___ Extracted data ___

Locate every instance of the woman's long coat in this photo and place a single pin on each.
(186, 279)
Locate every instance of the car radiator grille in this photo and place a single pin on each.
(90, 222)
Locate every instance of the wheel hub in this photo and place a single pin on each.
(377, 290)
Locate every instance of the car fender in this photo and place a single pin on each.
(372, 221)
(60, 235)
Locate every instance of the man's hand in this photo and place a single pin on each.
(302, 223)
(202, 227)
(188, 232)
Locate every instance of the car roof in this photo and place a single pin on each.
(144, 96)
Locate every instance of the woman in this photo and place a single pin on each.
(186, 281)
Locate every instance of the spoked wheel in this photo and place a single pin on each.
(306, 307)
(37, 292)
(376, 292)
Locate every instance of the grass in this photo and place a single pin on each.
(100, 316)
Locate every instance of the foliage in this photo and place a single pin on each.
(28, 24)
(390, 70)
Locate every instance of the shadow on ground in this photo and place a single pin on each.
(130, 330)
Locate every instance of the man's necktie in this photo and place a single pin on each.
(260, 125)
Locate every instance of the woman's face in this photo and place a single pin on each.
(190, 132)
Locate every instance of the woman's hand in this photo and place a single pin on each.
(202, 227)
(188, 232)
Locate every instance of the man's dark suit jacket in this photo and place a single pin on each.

___

What to work on: Write out exactly the lines of the entries above that run from the line containing "Locate every instance of the man's necktie" through the last line, including both.

Response to the exercise:
Locate every instance of the man's necktie in this photo and place a single pin on each.
(260, 125)
Locate every instance of the woman's face in this photo and place a single pin on each.
(190, 132)
Locate every instance of the woman's hand in this photo and place a single pin on each.
(202, 227)
(188, 232)
Locate every instance of the man's dark suit jacket in this photo and place a single pin on each.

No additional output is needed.